***** TRECHO SELECIONADO *****

O Hard Grrrls quer recuperar a cultura de festivais Riot Grrrl no Brasil

Só que o a versão em papel do projeto não deu muito certo, porque ela e as suas amigas tiveram umas tretas. Mas a Lucia decidiu que queria continuar alguma coisa, mesmo que fosse sozinha. Ela estava fazendo um curso técnico de Informática e tinha que fazer um trabalho de conclusão de curso. Foi aí que a teve a sacada: transformar o zine, que era em papel, em uma plataforma online. “Pensei que assim teria um alcance muito maior, mais espaço (consequentemente. mais conteúdo) e mais possibilidades de discussões, já que a internet, além de ser um espaço gratuito, também proporcionaria uma integração imediata entre o zine e seus leitores.”

Foi assim que começou o Hard Grrrls, site sobre cultura punk rock feminista que esteve ativo de 2000 a 2006. “De início, listamos diversas bandas femininas —ou com vocal feminino — nacionais e internacionais, linkando aos seus sites e a uma lista de mp3 disponíveis para downloads (lembrando que naquela época não tinhamos sites de streaming como agora e era difícil achar músicas de bandas independentes, principalmente femininas)”. E o que tinha sido idealizado sozinha pela Lucia, logo virou um coletivo, com várias meninas envolvidas no projeto.

*****

● TAREFA PROPOSTA 1
Segundo o trecho sobre o Hard Grrrls, durante quais anos o site ficou ativo?
● TAREFA PROPOSTA 2
Dê continuidade ao trecho sobre o Hard Grrrls a partir da última frase apresentada.

***** DADOS DISPONÍVEIS *****

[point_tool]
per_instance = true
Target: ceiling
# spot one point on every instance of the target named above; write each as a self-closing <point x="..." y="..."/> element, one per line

*****

● RESPOSTA DO EXERCÍCIO 1
De 2000 a 2006.

● RESPOSTA DO EXERCÍCIO 2
“Éramos todas bem novinhas, mas trabalhávamos de verdade para tudo acontecer”, falou Lucia. Com o tempo, elas começaram a escrever colunas colaborativas com as meninas do movimento riot grrrl (uma das colunistas era a Lâmina Pryka Almeida, que na época tinha apenas 14 anos), a fazer entrevistas mensais com as bandas (com perguntas enviadas pelos leitores) e passaram a escrever não mais só sobre rock, mas sobre artistas mulheres no geral. “Passamos a escrever sobre meninas das artes plásticas, da fotografia, sobre ONGs feministas e também sobre outros movimentos de mulheres em geral — como Movimento Negro e Católicas pelo Direito de Decidir, por exemplo.”

Mas foi em 2004 que o que era “só” site foi pra rua e se transformou em festival. “Ganhamos muita visibilidade com o site e, por isso, começamos a armar uns festivais. De seis em seis meses, nós fazíamos uns grandes e, mais ou menos a cada dois meses, outros menores”, conta Lucia. Os line-ups eram sempre compostos por bate-papos/debates, apresentações de espaços/ONGs feministas, exposições e shows de bandas. “A ideia era materializar o site em um espaço em que as garotas pudessem trocar suas experiências, se apoiarem e curtirem um bom rock.”

Quase todas edições maiores do Hard Grrrls Festival aconteceram no Hangar 110, em São Paulo, principalmente quando as bandas convidadas eram mais famosinhas entre as fãs de riot grrrls. “Algumas bandas importantes como Dominatrix, The Haggard (EUA), Pulso (DF) e She Devils (Argentina) já tocaram nas nossas festas”, disse Lucia. Ela e as minas do HG conseguiam lotar o lugar quase sempre. Tanto que, na última edição do festival, no começo de 2006, elas chegaram a ter um público de 600 pessoas. Já os festivais menores, que geralmente tinham só uns dois ou três shows, elas armavam de fazer em picos tipo o Subjazz e o Espaço Impróprio, também na capital paulista, e contavam mais ou menos com umas 50 ou 60 pessoas.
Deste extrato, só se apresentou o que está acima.